**TASK DETAILS**. Return only the lines starting at the line that contains "Pick out every instance of the sea" and ending with the final line of the listing; include both endpoints.

────────────────────

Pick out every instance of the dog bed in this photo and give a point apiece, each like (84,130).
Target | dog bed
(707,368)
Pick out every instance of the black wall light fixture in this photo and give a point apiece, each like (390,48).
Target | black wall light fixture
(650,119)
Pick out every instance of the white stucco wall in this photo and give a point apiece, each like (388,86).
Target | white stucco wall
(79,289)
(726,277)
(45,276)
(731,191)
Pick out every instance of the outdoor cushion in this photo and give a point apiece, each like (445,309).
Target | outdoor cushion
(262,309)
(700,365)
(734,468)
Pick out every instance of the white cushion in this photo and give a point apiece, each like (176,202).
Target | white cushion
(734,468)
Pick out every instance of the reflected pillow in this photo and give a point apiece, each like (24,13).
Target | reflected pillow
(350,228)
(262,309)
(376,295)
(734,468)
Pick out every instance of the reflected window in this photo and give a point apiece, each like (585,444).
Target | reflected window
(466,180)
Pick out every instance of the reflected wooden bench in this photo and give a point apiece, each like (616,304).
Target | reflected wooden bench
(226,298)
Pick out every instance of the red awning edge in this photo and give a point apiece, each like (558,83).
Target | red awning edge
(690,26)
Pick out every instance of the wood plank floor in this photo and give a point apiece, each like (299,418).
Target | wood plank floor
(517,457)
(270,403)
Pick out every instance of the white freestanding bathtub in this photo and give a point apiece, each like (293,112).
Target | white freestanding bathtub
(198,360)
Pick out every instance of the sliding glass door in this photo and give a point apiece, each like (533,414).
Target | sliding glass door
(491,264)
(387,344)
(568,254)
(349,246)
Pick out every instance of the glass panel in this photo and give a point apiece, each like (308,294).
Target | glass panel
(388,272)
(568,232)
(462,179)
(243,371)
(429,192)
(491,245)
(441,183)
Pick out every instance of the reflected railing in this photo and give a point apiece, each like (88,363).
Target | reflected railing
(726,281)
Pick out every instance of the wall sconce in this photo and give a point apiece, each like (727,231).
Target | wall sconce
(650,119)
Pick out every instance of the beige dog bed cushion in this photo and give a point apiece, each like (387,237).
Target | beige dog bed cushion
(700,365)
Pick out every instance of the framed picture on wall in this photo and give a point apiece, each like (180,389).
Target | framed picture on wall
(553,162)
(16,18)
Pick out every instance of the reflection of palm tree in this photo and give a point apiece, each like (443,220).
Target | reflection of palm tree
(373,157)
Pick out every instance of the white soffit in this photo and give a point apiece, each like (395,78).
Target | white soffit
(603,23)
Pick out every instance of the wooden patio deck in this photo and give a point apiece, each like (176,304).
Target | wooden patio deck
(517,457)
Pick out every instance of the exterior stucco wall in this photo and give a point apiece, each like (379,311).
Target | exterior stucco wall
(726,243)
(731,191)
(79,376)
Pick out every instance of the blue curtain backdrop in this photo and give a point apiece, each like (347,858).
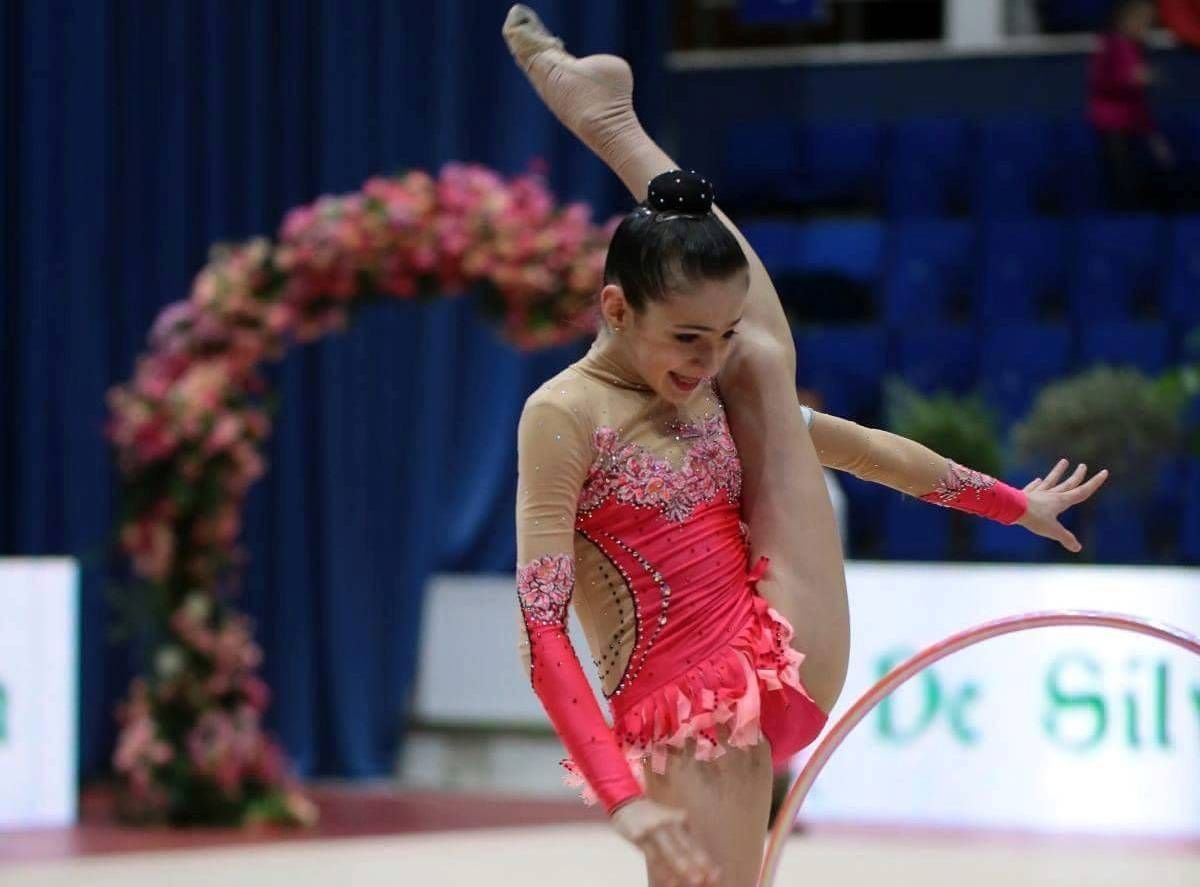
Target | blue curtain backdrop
(137,133)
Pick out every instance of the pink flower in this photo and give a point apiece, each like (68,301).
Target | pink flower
(225,432)
(151,544)
(257,693)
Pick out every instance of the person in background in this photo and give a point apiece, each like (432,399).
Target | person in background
(1138,159)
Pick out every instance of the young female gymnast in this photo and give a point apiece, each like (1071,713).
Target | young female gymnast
(635,502)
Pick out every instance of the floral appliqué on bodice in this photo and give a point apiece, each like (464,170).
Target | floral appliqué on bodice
(635,475)
(545,587)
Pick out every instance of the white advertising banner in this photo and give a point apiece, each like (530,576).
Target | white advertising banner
(39,699)
(1060,730)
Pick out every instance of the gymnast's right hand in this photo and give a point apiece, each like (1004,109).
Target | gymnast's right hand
(672,855)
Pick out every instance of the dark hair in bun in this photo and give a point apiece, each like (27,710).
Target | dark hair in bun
(672,240)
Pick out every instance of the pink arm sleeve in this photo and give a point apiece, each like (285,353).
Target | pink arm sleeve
(912,468)
(553,459)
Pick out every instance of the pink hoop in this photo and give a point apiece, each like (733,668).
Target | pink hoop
(898,676)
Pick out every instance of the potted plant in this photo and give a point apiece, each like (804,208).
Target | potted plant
(959,427)
(1109,418)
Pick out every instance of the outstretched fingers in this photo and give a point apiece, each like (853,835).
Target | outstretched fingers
(1085,491)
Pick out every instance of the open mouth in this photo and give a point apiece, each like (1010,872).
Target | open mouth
(684,383)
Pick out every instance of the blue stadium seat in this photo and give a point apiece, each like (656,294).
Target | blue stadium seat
(937,358)
(1145,346)
(928,171)
(1189,527)
(1115,268)
(1014,169)
(997,541)
(1063,16)
(759,156)
(845,365)
(852,249)
(1024,269)
(1017,360)
(915,529)
(1182,130)
(1181,294)
(1079,172)
(778,244)
(839,165)
(928,265)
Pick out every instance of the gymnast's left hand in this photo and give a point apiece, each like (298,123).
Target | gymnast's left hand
(1050,496)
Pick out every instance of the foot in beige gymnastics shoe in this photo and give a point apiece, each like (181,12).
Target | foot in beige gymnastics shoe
(592,96)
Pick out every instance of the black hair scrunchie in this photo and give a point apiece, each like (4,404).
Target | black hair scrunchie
(677,191)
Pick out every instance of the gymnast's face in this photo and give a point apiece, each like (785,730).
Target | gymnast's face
(677,342)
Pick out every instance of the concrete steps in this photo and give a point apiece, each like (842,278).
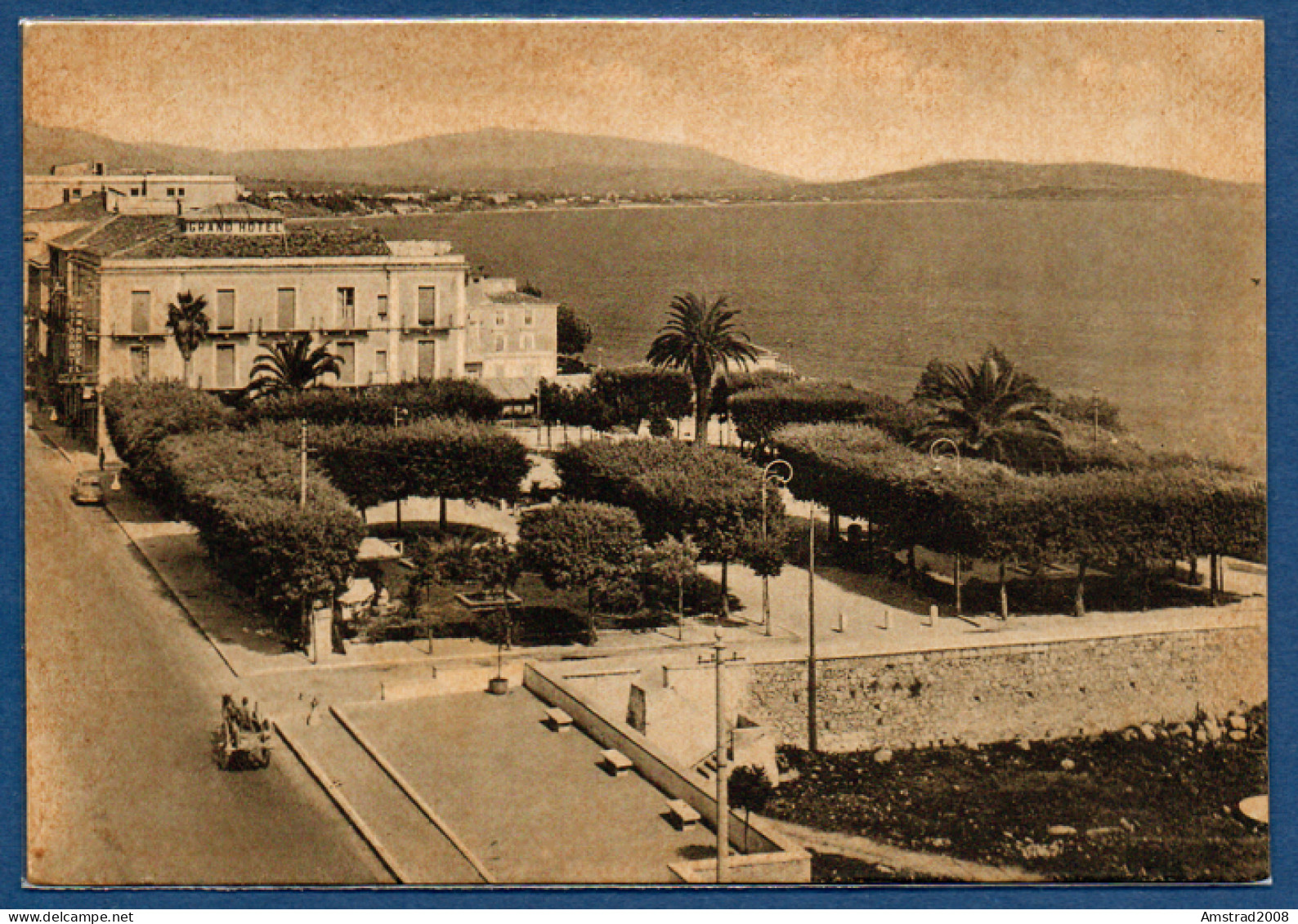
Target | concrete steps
(413,848)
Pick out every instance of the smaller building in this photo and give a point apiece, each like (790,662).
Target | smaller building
(399,310)
(510,335)
(132,194)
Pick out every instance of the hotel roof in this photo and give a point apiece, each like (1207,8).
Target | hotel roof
(233,212)
(160,238)
(87,209)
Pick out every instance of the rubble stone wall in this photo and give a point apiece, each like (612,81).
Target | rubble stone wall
(1001,694)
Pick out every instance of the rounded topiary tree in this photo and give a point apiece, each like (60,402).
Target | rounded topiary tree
(580,544)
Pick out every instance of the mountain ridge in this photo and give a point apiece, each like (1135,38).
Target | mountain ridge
(510,158)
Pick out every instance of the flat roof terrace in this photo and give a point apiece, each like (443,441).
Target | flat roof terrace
(534,805)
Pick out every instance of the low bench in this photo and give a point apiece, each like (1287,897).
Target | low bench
(557,719)
(682,814)
(615,762)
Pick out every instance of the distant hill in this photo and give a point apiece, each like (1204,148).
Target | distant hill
(488,158)
(1008,180)
(505,158)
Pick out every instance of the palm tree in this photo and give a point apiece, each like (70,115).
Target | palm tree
(187,319)
(984,408)
(291,366)
(700,339)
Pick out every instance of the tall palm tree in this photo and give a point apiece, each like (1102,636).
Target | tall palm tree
(984,408)
(700,339)
(291,366)
(187,319)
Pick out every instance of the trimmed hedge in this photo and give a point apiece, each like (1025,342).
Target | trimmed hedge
(989,511)
(375,405)
(675,489)
(759,412)
(141,414)
(428,458)
(242,492)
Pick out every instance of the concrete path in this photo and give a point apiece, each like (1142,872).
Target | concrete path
(922,864)
(478,783)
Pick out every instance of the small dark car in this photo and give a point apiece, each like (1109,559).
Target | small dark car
(88,487)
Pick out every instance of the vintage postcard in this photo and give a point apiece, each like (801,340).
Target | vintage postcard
(646,452)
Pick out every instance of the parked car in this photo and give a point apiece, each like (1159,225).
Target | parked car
(88,487)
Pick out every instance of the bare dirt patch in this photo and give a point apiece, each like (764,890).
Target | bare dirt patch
(1158,805)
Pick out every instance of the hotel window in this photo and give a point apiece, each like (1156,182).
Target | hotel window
(427,306)
(347,306)
(347,357)
(225,366)
(225,309)
(141,364)
(139,312)
(427,368)
(286,315)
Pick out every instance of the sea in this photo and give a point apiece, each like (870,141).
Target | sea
(1156,304)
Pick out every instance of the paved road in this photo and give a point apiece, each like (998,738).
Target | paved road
(123,699)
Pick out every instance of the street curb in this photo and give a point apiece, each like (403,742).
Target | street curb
(172,592)
(413,796)
(344,805)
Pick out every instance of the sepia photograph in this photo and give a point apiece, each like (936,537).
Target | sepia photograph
(657,452)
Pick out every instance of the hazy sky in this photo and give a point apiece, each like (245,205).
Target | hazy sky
(818,100)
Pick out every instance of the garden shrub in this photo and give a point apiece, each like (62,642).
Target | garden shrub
(141,414)
(986,511)
(759,412)
(585,545)
(240,491)
(375,405)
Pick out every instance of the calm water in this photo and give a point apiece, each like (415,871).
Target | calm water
(1152,301)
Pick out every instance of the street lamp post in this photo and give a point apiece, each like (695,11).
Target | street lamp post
(1094,418)
(768,474)
(718,661)
(933,453)
(812,736)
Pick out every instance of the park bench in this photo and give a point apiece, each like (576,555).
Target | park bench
(682,814)
(557,719)
(615,762)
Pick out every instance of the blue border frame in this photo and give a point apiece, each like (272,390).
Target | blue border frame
(1282,51)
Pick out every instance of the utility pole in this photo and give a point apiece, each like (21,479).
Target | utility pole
(718,661)
(1094,418)
(812,738)
(302,498)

────────────────────

**ANSWER TO THE TASK**.
Pick out every instance of the sea in this photo and give a point apiece, each like (870,141).
Target | sea
(1156,304)
Pick out every instance of the paved road in this photo and give a point apiece, each like (998,738).
Target | paved road
(123,699)
Pick out every instance of the street curb in this photo and give a point apiece, each like (403,742).
Target | street curb
(172,592)
(413,796)
(344,805)
Pick out every instance of the sepia photograph in this photo and give a point apiece, each like (936,537).
Target | sepia photograph
(657,452)
Pick out every instance of the hazy sky in this photo and give a point apiece, each like (245,205).
Target | hazy sky
(818,100)
Pick out every instance of the garden shrub in this photo and give a point apiece, each like (62,642).
Target | garden shrub
(141,414)
(986,511)
(759,412)
(585,545)
(240,491)
(375,405)
Pick out every instance of the calm water in this photo and give a point apiece, each like (415,871).
Target | calm water
(1152,301)
Pick out every instance of the street lamp post in this photo and give a point apiece, each like (695,11).
Target | street lamp post
(1094,418)
(768,474)
(718,661)
(933,453)
(812,736)
Pick out every instance of the park bench in this photo and give a point apiece, each like (576,555).
Target | park bench
(682,814)
(557,719)
(615,762)
Pick out every instance of the blue border frame in this photo and give a point apiece, each like (272,390).
Target | blue border frame
(1282,51)
Pick out every instance of the utility pole in this photo and give a point apiece, each like (21,479).
Target | utility pole
(718,661)
(1094,418)
(812,738)
(302,498)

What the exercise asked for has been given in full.